**Text under study:**

The Classics and Contemporaries

In his works, Sergey Demensky seeks productive approaches to investigation of the non-obvious, the mentality
A new book Metaphilosopic Copy-book by Russian thinker Sergey Demensky may be truly called the most outstanding literary and publicistic phenomenon of 2003. The book, a collection of philosophic articles, was published by the Krasnye Vorota (Red Gates) publishing house at the end of December. 

The title of the book sounds to be familiar as it reminds of one of the basic works by Vladimir Lenin, the classic of Marxism-Leninism. However, the similarity of the names is the only thing in common between both works.

Sergey Demensky focuses first of all not upon the way of understanding the truth and the entirety of the world, but rather on grasping the attitude of a thinker and an average man toward the basic perception layer. The issue of the author's concern cannot be defined immediately. The author is trying to unveil an obscure, vague but rather strong layer of human consciousness that defines man's habits, everyday structures, mythologies, stereotypes, but also fundamentals of contemporary science that seem not to be connected with this layer.  

In his works, Sergey Demensky seeks productive approaches to investigation of the non-obvious, the mentality. The category is not particularly respected in the history of philosophic and linguistic thoughts. What is more, this is not obvious that mentality is a category; this fact is to be proved to make the category and the problem itself ontological. This is what the author is doing by exploration of vivid modern phenomena, such as the historical and cultural transformation of the legend about the Romanian province governor known by the name of Dracula today.

Originally, the positive legends about the ruler of one of the South Romanian territories in the 15th century and the fighter for independence of the country have been turned by the new European culture into a myth that is important in the present-day culture. Appropriation, transformation and adaptation of the historical image and legendary personage to the Western European rational requirements reveal the essence and orientation of modern positivism in the European culture. They are also the result of configuring western mentality.

**Source information:**
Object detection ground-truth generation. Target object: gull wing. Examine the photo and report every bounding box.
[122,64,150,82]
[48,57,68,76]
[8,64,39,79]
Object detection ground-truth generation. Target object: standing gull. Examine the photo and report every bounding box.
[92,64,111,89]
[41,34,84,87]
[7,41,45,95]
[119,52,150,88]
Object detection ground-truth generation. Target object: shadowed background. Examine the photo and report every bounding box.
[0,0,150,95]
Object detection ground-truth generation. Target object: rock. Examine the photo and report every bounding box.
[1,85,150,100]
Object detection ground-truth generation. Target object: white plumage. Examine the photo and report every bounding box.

...

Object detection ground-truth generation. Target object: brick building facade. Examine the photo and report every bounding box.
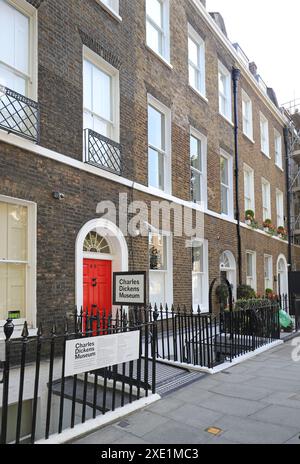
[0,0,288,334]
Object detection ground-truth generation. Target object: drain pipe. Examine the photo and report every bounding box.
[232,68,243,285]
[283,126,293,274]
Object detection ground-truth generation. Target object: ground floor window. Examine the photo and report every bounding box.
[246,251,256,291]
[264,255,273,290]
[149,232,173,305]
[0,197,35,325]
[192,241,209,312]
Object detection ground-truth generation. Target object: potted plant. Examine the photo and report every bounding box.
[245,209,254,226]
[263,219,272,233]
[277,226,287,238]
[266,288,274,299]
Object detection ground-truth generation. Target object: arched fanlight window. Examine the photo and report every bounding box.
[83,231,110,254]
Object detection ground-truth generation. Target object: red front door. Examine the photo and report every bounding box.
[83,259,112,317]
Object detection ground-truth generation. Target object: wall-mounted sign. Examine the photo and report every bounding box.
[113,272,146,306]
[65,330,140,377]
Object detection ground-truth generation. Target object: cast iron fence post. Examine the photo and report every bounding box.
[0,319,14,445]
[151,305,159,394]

==

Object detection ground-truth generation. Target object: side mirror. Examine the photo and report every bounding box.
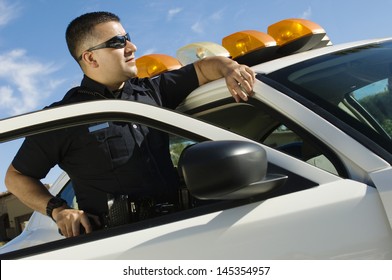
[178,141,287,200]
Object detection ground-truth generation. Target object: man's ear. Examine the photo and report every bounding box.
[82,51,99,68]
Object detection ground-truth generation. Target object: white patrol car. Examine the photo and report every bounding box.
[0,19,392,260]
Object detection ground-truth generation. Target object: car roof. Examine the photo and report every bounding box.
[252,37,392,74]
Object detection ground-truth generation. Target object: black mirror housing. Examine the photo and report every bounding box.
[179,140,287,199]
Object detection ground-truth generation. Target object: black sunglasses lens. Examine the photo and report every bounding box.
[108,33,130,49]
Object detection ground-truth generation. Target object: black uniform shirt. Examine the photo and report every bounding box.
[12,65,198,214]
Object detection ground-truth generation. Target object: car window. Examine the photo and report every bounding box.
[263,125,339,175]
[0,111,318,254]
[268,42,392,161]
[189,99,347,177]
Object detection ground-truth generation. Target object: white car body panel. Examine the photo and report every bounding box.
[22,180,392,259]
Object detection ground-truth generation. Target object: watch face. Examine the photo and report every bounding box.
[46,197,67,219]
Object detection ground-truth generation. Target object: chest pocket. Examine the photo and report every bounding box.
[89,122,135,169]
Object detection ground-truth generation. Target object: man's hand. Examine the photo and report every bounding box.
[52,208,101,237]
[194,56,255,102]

**Assigned task 1:** Reproduce the passage of the book review from "The Classics and" up to and including "between both works.", word for word.
**Assigned task 2:** Render this sentence from the book review in Spanish: "The book, a collection of philosophic articles, was published by the Krasnye Vorota (Red Gates) publishing house at the end of December."

**Your solution 1:**
The Classics and Contemporaries

In his works, Sergey Demensky seeks productive approaches to investigation of the non-obvious, the mentality
A new book Metaphilosopic Copy-book by Russian thinker Sergey Demensky may be truly called the most outstanding literary and publicistic phenomenon of 2003. The book, a collection of philosophic articles, was published by the Krasnye Vorota (Red Gates) publishing house at the end of December. 

The title of the book sounds to be familiar as it reminds of one of the basic works by Vladimir Lenin, the classic of Marxism-Leninism. However, the similarity of the names is the only thing in common between both works.

**Your solution 2:** El libro, una colección de artículos filosóficos, fue publicado por la editorial Krasnye Vorota (Puertas Rojas) a finales de diciembre.